§ **Page text**
If my wife had married a lawyer, the family could have understood that; someone in the family might be sued someday and I might come in handy. Better yet, if I had been a plumber or a roofing contractor, I would have had instant and obvious worth. Unfortunately, as a school teacher and (even worse!) a writer, I pose a bit of a challenge to my wife’s extended networks of aunts, uncles and cousins. Even now, they still don’t know what to make of me.

Now, as I sit in a rented ballroom at the wedding reception for one of my wife’s cousins, I try not to sweat too much at the scrutiny of the family. In accordance with a longstanding and unspoken agreement, the groom and his new bride are off-limits to this examination, so as the next-most-recently married couple, my wife and I are subject to interrogation.

“So, is this your husband?” an aunt asks my wife. I start to introduce myself, but am quickly silenced by meaningful glances all around. By tradition, these questions can only be asked and answered in the third-person.

My wife answers that yes, this is him.

“And what does he do?”

My wife briefly considers telling the truth (“He watches a lot of tool shows on tv and falls asleep in the car”), but in the end, sticks with tradition by giving a strictly occupational answer. “He’s a teacher.”

“Hmph.”

Now, the sound “hmph” is an extremely versatile one with a wealth of meanings. With one emphasis it can express, “Wow! That is very impressive indeed!”, or “Golly, I don’t think I’ve ever heard of that job before”, or “Gosh, I shouldn’t have eaten that third helping of tuna casserole”. This particular “hmph” is several degrees beyond any of those. It is a deeply suspicious “hmph”, the “hmph” of someone being exposed to something extremely questionable and possibly dangerous. This is the same “hmph” that anyone in my wife’s family makes when served sushi for the first time and assured that it will not kill them.

I am exposed to several more “hmph”s of this sort before finding a small amount of common ground with my new in-laws; we all really appreciate the open bar – they, because it suits their native “thriftiness” and me, because at this point, I really need a drink.

§ **Problem**
Answer these questions from the wedding-reception text.
(a) What two occupations does the narrator have?
(b) Why are the narrator and the narrator's wife the ones questioned by the family?
(c) What do the narrator and the in-laws finally find common ground in?

§ **Dataset content**
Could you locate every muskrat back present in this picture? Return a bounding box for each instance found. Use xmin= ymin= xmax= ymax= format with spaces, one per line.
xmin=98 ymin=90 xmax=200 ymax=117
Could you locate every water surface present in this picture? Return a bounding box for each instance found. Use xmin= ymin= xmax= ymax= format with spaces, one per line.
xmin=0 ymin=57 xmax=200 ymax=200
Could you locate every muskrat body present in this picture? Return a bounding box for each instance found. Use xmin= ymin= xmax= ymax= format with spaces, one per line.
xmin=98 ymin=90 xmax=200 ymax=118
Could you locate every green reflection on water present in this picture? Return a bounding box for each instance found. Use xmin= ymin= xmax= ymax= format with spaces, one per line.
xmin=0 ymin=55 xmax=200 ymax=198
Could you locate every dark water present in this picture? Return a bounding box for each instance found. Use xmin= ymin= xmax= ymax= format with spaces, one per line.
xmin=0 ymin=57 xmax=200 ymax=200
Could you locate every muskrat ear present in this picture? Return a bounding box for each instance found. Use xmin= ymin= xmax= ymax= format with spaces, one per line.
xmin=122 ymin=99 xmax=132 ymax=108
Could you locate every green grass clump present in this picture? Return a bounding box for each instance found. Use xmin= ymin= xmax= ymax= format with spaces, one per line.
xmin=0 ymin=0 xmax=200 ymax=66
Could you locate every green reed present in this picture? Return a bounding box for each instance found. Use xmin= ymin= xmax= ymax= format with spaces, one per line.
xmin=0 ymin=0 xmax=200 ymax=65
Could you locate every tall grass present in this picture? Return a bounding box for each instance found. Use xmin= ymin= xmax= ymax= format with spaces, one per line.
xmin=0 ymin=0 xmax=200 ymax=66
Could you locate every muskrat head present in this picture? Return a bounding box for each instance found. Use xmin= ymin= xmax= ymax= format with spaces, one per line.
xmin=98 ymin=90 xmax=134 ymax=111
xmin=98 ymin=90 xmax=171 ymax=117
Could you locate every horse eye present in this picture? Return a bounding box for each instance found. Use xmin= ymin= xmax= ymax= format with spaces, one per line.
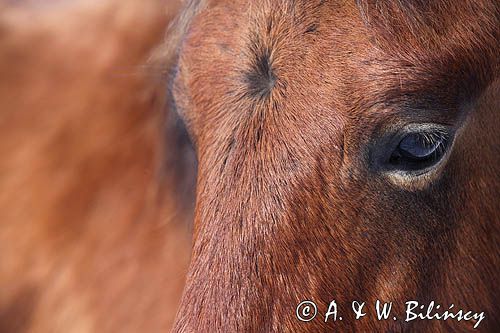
xmin=389 ymin=130 xmax=449 ymax=171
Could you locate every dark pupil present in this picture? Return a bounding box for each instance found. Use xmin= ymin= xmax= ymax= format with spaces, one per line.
xmin=390 ymin=133 xmax=445 ymax=168
xmin=399 ymin=134 xmax=441 ymax=159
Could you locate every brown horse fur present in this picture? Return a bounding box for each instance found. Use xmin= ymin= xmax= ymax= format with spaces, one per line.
xmin=169 ymin=0 xmax=500 ymax=332
xmin=0 ymin=0 xmax=195 ymax=333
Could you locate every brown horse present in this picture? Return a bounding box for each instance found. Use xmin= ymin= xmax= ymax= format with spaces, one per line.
xmin=0 ymin=0 xmax=195 ymax=333
xmin=166 ymin=0 xmax=500 ymax=332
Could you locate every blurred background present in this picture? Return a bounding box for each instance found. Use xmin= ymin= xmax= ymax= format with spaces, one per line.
xmin=0 ymin=0 xmax=195 ymax=332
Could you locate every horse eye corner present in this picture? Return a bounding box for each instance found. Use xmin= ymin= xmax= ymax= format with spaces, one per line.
xmin=377 ymin=124 xmax=453 ymax=188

§ **Solution for this problem**
(a) School teacher and writer.
(b) The groom and bride are off-limits, and they are the next-most-recently married couple.
(c) Appreciation of the open bar.